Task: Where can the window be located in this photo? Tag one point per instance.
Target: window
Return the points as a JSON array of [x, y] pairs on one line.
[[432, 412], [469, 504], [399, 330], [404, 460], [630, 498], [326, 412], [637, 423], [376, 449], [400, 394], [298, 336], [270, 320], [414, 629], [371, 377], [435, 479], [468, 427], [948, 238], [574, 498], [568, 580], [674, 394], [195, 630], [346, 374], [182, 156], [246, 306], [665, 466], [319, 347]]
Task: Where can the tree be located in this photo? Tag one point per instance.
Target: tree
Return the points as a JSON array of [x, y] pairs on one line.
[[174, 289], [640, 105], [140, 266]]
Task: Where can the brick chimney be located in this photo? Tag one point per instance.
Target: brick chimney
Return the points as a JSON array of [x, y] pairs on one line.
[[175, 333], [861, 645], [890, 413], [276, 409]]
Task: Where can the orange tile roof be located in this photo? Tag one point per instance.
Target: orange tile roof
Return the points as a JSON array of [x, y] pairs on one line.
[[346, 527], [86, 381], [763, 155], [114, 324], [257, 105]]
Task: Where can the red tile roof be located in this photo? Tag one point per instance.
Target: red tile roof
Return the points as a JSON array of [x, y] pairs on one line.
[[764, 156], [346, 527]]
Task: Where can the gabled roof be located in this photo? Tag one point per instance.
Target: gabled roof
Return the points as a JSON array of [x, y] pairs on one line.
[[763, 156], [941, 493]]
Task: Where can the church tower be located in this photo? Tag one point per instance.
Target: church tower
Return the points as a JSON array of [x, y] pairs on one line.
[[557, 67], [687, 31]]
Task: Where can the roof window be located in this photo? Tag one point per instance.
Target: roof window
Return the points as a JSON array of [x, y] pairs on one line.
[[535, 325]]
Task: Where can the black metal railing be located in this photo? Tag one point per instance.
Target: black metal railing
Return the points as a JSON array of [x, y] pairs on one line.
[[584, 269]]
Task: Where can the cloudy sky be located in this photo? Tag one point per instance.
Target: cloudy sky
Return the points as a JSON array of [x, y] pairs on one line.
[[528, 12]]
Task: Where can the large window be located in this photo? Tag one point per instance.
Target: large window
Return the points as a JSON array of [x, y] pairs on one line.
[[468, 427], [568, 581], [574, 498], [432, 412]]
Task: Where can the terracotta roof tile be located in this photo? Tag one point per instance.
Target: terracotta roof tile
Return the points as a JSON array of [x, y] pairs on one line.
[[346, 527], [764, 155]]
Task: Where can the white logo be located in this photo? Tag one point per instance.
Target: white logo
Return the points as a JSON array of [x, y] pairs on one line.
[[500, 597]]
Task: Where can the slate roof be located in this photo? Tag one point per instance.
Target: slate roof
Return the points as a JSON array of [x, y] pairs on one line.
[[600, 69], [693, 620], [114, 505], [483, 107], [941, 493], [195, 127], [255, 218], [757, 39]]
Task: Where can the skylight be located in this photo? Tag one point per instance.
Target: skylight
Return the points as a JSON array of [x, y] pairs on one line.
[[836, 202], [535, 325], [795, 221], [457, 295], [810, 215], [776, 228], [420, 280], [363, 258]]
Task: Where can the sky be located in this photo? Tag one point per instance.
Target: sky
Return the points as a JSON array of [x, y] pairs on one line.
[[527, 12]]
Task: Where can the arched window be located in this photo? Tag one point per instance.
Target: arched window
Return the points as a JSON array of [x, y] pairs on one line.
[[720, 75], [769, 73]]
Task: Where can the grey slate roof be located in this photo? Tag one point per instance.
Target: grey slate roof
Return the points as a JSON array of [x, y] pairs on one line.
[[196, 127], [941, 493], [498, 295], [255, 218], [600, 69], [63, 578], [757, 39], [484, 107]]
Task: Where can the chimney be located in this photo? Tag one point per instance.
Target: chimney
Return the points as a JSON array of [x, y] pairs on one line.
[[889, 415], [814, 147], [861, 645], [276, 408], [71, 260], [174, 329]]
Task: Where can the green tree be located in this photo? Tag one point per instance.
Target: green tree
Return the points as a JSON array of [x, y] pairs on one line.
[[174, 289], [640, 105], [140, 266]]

• • • • •

Problem: Return the complete material exactly as it appears.

Expected answer:
Task: Where can the window be located in this photo? Tag one point per instance.
Target: window
Return the points as a JSON array of [x, y] pairs on one line.
[[432, 412], [469, 504], [399, 330], [404, 460], [630, 498], [326, 412], [637, 423], [376, 449], [400, 394], [298, 336], [270, 320], [414, 629], [371, 377], [435, 479], [468, 427], [948, 238], [574, 498], [568, 580], [674, 394], [195, 630], [346, 374], [182, 156], [246, 306], [665, 466], [319, 347]]
Task: Where can the tree be located in this photo? Tag one point per instance.
Target: tree
Return the points as a JSON array of [x, y] pairs on one line.
[[174, 289], [640, 105], [140, 266]]
Task: Where can the brick chimney be located in this photo? Tag one point per instance.
Target: brick chimney
Return the points as a JSON array of [x, y] pairs on one line.
[[175, 333], [861, 645], [890, 413], [276, 409]]
Task: Where can the orange tile roof be located in this photo? Tag one point per instance.
Target: orange tile roof
Return the points as a JSON array of [x, y] pairs on one line.
[[346, 527], [86, 381], [763, 155], [114, 324], [257, 105]]
Task: Where can the red tile roof be located in this photo? Tag one point per instance.
Target: red tile roof
Return the points as a JSON array of [x, y] pairs on one line.
[[764, 156], [346, 527]]
Task: Where can the gabled roof be located in this photo? Tag one point per instance.
Target: gabled roof
Return the points as a JSON array of [x, y] pairs on one line.
[[763, 156], [941, 493]]
Task: Where can the church tower be located in this photo? Tag one point per instance.
Target: church tower
Return the points as a JSON array of [x, y] pairs on one line.
[[557, 67], [687, 31]]
Task: Where can the roof window be located in this photo? Tag one point per instance.
Target: roof window
Return the points as a JSON array of [x, y] pairs on one line.
[[535, 325]]
Task: Where can the black metal railing be located in this photo? Tag one point per instance.
Target: black metal railing
Return the points as a JSON array of [x, y] pairs on one line.
[[584, 269]]
Task: Where can the cloudy sky be located in this photo? Tag one point per instance.
Target: cloudy sky
Return the points as a JSON array of [x, y] pairs on one line.
[[528, 12]]
Task: Where can the large window be located in this photo? Tag one point per instance.
Target: large window
Return the points as a JSON array of [x, y] pairs on one line.
[[468, 427], [568, 581], [574, 498], [432, 412]]
Task: Where can the terracotta roof tile be located in this photo? Tag one point per instance.
Target: terracotta roof tile
Return the points as a JSON array of [x, y] pairs on one line.
[[346, 527], [764, 155]]
Task: Where can the white logo be located in this photo? Tag one point per instance.
Target: white logo
Return the points as a JSON array of [x, y] pairs on one line.
[[500, 597]]
Task: Where can the slate roof be located in this photo? Tag one point per instance.
Target: slate roof
Return the points as a JSON array of [x, y] pairs on one line.
[[600, 69], [693, 620], [114, 505], [483, 107], [941, 493], [195, 127], [255, 218], [757, 39]]
Task: Where can the skylight be located in this photo? Tag one point per instance.
Target: skylight
Return the points as a JSON array of [x, y] pairs on one line.
[[836, 202], [535, 325], [795, 221], [457, 295], [810, 215], [776, 228], [420, 280], [363, 258]]
Task: Where can the sky be located in this photo? Tag one point per instance.
Target: sky
Return the points as a JSON array of [x, y] pairs on one line.
[[527, 12]]
Task: Where can the arched window be located in this photo? Tag one point per instance.
Target: arched window
Return the points as a JSON array of [x, y] pairs on one line.
[[720, 75], [769, 73]]
Task: Where can the grey slate roof be located in this photo? Tag one point per instance.
Target: grey slate roof
Return the points as a JSON array of [x, y] pairs on one line.
[[196, 127], [941, 493], [498, 295], [255, 218], [600, 69], [63, 578], [757, 39], [484, 107]]
Task: Where can the chimney be located in this photo? Tag one point per instance.
Target: chimney
Return the points as a JSON array of [x, y] pairs on one line.
[[889, 415], [814, 147], [861, 645], [276, 408], [71, 260], [174, 329]]
Task: Where can the green tree be located in this photo? Tag one point per instance.
Target: green tree
Return the points as a JSON array of [x, y] pairs on one line.
[[174, 289], [640, 105], [140, 266]]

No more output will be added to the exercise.